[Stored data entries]
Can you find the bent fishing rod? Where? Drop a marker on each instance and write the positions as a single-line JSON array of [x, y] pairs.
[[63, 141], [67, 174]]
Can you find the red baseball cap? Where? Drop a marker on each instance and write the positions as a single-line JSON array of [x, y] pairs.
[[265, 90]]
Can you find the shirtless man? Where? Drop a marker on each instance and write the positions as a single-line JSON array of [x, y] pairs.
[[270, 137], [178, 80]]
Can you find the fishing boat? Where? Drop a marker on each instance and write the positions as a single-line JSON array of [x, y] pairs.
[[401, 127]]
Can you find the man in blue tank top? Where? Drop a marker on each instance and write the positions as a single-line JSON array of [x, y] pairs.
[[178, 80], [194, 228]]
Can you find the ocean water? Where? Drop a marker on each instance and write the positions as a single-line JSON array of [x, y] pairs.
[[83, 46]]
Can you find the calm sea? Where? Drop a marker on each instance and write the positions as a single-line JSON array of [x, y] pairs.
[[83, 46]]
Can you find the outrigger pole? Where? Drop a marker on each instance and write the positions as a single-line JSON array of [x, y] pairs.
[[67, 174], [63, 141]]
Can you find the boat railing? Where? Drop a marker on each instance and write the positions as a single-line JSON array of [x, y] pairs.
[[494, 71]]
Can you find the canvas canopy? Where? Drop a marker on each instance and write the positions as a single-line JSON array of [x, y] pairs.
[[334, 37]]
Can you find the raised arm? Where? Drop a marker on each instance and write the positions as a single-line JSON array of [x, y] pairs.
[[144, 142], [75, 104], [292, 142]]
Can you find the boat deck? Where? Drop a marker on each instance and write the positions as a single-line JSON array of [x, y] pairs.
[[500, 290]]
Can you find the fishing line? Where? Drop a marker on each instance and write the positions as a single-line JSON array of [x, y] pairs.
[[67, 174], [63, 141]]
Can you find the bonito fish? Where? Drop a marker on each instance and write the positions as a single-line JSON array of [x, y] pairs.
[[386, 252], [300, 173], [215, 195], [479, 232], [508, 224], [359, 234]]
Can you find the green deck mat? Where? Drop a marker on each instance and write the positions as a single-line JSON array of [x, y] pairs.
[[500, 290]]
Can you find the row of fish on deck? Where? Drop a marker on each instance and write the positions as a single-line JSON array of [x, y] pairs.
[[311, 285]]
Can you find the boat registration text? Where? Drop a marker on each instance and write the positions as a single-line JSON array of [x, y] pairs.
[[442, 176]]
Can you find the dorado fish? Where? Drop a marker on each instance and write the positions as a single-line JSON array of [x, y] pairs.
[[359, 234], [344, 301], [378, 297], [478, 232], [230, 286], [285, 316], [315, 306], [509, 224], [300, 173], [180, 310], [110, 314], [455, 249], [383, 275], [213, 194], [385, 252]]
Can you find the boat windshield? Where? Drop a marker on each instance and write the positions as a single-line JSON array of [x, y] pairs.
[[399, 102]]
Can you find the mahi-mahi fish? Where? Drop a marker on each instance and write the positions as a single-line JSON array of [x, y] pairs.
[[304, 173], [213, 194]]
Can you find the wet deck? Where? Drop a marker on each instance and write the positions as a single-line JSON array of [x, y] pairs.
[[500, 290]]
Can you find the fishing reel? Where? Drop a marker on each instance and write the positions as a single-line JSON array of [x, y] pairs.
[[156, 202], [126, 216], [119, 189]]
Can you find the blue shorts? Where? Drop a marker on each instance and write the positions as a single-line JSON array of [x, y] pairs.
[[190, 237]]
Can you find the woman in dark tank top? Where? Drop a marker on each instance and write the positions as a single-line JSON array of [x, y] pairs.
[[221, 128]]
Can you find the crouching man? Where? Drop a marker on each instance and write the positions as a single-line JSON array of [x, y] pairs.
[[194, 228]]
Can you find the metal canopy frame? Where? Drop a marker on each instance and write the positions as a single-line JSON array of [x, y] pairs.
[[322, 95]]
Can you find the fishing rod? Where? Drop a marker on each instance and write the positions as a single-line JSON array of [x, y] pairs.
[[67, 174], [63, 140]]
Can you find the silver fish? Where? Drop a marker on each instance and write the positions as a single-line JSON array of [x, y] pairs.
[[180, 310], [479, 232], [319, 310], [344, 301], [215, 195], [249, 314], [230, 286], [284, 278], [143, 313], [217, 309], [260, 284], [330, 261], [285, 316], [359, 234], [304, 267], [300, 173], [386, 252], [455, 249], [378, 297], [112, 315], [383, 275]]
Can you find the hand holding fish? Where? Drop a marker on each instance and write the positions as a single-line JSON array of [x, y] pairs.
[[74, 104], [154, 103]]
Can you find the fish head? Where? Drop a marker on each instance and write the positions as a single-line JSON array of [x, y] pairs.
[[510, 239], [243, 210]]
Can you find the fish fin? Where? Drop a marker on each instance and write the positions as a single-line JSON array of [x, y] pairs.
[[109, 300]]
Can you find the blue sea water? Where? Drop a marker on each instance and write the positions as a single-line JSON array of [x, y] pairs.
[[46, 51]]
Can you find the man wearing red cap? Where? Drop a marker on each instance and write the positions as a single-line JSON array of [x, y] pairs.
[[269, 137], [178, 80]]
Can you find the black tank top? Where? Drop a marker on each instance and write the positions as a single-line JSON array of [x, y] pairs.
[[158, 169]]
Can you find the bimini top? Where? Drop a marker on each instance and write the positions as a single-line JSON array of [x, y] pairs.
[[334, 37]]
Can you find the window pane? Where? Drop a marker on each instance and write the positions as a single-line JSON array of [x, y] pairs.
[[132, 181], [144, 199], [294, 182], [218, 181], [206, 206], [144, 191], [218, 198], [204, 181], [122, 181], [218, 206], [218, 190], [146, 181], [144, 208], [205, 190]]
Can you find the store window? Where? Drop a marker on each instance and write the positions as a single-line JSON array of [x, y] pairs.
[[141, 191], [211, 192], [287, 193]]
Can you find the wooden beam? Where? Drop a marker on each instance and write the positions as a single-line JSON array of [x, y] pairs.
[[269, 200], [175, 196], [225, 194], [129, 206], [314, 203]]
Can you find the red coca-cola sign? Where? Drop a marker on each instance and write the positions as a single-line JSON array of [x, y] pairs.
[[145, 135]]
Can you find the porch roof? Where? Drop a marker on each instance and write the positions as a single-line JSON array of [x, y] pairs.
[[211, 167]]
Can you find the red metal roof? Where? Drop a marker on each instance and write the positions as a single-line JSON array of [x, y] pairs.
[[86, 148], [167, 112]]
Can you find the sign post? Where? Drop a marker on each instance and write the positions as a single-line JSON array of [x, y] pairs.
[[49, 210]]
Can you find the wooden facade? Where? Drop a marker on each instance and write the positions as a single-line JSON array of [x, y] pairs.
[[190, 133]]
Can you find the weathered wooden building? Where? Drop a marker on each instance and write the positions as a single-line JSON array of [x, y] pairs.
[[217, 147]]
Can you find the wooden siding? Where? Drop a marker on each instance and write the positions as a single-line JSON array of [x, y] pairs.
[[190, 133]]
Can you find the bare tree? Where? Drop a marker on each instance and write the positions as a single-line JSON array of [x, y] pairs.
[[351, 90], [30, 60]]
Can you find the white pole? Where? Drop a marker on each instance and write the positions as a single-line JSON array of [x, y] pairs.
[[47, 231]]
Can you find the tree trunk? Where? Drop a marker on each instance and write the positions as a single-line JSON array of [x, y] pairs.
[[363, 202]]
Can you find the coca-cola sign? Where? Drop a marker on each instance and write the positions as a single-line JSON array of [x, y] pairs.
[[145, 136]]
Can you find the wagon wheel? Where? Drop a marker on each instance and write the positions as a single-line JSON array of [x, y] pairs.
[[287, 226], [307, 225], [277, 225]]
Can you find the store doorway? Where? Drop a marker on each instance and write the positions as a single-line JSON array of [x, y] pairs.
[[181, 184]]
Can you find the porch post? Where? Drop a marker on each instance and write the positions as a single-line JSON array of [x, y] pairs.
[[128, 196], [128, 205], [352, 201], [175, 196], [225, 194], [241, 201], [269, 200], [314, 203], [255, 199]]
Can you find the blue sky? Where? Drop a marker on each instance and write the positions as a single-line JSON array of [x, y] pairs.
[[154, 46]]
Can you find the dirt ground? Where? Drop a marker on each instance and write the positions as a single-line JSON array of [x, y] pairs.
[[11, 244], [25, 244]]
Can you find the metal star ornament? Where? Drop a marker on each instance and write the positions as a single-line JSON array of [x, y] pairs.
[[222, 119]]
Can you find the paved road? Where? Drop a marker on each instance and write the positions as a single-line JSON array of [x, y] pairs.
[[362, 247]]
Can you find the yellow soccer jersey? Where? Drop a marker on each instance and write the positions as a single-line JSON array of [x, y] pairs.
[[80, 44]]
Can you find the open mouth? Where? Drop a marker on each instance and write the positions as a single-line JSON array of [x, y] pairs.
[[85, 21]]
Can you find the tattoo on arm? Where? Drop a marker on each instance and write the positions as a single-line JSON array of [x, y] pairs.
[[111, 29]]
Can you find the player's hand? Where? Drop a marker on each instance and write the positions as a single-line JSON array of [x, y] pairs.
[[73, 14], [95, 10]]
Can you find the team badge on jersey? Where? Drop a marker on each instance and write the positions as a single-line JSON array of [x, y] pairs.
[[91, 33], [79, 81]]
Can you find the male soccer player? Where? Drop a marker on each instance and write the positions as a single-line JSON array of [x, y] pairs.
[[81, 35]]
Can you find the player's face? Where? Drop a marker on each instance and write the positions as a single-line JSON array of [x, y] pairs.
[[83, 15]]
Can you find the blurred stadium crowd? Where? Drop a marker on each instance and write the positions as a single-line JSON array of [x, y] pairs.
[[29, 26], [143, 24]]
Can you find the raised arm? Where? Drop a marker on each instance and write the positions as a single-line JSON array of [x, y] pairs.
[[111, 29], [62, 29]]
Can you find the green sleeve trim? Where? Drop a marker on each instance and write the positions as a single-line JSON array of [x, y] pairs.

**What this task involves**.
The expected answer is an exact copy of the lines beginning at the one with "Can you find the player's face?" and running to the end of the entries above.

**Output**.
Can you find the player's face? Where? Drop a marker on each instance and write the positions as a single-line JSON array of [x, y] pairs.
[[83, 15]]
Can you find the blurred stadium crowd? Where? Drop a marker on each instance and write the positions as a single-line JSON array of [x, y] pairs.
[[29, 26], [143, 24]]
Can you find the raised arm? Where? Drop a marker on each instance and write the positions as a single-line JSON array of [x, y] pairs.
[[111, 29], [62, 29]]
Can you find the green sleeve trim? Where? Drop a marker on each instance and write the positions as a single-line JSON array of [x, y] pairs.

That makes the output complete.